Reproduce exactly the lines from the one containing "of the rolling" through the last line of the records below, both included, and nothing else.

**Stored entries**
****************

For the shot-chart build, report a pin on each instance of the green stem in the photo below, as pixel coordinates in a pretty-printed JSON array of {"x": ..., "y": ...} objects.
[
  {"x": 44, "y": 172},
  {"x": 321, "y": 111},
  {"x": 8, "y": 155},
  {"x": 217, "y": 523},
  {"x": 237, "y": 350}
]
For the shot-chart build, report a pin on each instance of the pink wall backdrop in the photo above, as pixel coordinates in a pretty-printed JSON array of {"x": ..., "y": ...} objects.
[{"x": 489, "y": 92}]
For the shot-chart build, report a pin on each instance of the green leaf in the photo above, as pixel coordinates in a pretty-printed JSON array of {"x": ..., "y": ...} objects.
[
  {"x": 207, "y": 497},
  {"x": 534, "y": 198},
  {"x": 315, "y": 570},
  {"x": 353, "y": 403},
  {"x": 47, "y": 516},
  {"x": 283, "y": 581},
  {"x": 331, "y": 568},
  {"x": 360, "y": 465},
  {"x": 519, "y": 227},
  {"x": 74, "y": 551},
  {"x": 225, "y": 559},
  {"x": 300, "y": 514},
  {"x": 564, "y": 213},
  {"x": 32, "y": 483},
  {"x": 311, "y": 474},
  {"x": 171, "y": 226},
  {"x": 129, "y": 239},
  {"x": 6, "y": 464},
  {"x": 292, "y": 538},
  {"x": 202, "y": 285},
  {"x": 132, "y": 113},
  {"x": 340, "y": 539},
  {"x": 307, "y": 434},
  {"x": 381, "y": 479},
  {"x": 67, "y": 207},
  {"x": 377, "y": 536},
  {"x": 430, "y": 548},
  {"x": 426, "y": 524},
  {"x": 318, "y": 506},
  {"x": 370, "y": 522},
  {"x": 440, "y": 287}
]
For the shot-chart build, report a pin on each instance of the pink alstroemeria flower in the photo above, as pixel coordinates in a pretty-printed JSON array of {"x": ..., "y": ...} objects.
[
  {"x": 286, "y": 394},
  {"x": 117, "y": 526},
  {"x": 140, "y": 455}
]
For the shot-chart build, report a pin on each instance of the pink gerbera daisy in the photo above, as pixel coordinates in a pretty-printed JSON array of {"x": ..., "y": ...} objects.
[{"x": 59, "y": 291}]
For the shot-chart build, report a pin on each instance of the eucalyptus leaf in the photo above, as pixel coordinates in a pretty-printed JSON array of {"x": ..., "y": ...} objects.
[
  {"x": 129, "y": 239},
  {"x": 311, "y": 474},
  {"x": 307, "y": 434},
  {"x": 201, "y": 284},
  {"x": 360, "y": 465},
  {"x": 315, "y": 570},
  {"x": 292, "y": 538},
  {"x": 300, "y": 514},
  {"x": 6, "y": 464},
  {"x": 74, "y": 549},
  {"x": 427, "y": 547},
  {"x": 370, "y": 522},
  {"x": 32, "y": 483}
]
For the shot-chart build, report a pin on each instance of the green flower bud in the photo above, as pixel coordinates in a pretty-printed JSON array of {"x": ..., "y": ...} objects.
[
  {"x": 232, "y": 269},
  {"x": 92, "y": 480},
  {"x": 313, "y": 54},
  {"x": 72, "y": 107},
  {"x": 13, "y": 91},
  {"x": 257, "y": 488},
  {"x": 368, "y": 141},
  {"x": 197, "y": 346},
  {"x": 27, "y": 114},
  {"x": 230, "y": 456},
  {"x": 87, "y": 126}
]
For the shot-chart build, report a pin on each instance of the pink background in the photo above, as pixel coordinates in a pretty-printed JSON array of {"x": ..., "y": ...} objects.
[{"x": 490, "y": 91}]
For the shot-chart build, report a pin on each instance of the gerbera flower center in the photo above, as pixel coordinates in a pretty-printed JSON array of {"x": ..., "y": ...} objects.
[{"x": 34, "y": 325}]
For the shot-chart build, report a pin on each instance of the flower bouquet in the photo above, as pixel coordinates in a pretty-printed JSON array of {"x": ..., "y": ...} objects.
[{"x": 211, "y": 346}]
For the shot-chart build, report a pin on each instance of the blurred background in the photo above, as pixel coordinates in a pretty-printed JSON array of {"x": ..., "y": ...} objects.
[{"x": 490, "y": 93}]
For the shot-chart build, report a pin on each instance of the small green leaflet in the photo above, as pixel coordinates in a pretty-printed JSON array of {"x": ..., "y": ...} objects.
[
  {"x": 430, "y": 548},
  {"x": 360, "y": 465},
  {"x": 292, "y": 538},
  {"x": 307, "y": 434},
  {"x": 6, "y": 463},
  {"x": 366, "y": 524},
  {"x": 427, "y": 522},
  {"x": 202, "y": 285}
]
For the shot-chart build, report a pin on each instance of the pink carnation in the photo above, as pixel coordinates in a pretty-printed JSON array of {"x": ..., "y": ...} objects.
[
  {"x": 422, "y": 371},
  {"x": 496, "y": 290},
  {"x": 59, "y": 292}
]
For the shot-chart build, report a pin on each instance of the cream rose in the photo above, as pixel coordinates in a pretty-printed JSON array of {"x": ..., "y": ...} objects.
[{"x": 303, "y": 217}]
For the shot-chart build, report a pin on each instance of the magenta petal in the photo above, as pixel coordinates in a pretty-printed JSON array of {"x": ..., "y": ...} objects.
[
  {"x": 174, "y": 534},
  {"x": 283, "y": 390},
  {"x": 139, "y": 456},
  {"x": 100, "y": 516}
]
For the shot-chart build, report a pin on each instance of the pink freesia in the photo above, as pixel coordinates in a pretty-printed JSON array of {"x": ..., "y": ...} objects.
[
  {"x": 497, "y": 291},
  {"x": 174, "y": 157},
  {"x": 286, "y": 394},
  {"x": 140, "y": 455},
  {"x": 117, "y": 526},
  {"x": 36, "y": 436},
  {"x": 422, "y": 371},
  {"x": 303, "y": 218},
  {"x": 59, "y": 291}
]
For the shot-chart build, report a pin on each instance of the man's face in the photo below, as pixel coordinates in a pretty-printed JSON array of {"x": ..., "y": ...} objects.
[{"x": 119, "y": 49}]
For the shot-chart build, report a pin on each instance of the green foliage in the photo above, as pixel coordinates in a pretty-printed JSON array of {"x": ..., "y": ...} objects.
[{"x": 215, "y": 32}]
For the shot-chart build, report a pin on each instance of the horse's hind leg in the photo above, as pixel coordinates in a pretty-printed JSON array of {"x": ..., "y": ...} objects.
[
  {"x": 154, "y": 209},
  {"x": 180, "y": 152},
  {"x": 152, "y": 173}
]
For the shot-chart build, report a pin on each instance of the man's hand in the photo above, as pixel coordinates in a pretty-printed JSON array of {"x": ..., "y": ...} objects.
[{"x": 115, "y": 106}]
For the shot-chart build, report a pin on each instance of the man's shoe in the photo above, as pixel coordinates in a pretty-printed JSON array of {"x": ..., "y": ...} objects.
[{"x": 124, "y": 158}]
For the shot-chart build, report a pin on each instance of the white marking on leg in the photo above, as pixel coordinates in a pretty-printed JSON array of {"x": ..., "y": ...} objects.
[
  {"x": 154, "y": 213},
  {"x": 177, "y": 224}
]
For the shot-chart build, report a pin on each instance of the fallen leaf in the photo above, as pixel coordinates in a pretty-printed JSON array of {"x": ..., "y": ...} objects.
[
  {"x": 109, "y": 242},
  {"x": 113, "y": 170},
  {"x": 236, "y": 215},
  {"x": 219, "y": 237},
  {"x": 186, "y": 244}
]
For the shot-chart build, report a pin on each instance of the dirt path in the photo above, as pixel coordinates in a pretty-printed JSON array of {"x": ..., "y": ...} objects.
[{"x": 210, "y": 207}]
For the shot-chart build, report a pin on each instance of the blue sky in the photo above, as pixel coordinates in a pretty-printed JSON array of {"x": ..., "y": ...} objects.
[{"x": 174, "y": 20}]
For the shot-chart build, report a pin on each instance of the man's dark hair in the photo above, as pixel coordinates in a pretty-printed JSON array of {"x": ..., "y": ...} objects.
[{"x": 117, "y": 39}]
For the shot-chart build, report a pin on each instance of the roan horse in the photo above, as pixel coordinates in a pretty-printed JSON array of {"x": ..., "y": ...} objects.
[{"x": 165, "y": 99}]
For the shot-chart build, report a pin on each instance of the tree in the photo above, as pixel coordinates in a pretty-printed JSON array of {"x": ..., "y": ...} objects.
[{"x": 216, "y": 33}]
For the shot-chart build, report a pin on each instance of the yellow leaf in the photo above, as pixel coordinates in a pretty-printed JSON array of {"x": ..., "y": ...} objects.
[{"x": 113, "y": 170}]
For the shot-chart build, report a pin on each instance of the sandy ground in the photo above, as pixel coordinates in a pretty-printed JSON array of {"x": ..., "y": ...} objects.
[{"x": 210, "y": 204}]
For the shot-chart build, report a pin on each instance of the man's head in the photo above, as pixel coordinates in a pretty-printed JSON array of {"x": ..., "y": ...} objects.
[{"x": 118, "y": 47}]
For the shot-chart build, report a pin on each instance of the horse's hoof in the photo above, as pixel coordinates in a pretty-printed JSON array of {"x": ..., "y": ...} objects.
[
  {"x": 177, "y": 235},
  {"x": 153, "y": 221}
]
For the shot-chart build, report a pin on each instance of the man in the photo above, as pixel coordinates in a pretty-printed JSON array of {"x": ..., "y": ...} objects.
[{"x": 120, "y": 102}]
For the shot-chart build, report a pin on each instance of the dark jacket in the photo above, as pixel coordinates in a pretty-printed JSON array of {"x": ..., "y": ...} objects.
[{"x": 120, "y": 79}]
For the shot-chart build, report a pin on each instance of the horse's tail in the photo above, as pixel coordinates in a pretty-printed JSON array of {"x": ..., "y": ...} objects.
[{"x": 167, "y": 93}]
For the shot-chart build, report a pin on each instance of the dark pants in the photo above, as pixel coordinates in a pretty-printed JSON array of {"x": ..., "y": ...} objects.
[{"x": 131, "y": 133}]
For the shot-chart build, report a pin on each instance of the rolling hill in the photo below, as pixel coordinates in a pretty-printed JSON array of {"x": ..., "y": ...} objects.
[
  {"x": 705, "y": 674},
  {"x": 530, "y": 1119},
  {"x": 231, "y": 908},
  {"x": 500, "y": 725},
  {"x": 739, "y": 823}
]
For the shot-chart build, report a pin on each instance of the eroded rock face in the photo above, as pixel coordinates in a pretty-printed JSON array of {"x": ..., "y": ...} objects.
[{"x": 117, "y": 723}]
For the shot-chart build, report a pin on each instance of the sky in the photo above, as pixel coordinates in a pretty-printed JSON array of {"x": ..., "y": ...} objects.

****************

**IN RESPONSE**
For the shot-chart build, report a pin on each instance of the rolling hill in the photo below, as pixel coordinates in a pretty-printed JSON array of {"x": ..., "y": ...} objects.
[
  {"x": 705, "y": 674},
  {"x": 530, "y": 1119},
  {"x": 231, "y": 908},
  {"x": 500, "y": 725},
  {"x": 739, "y": 823}
]
For the shot-chart build, report a pin on each instance of the eroded rock face in the photo above, as pixel coordinates in a pretty-printed JSON array of {"x": ..., "y": ...} objects.
[{"x": 117, "y": 723}]
For the shot-chart build, report a pin on each instance of the sky in the photo above, as pixel coordinates in a pretty-printed JSON array of {"x": ..., "y": ...} objects.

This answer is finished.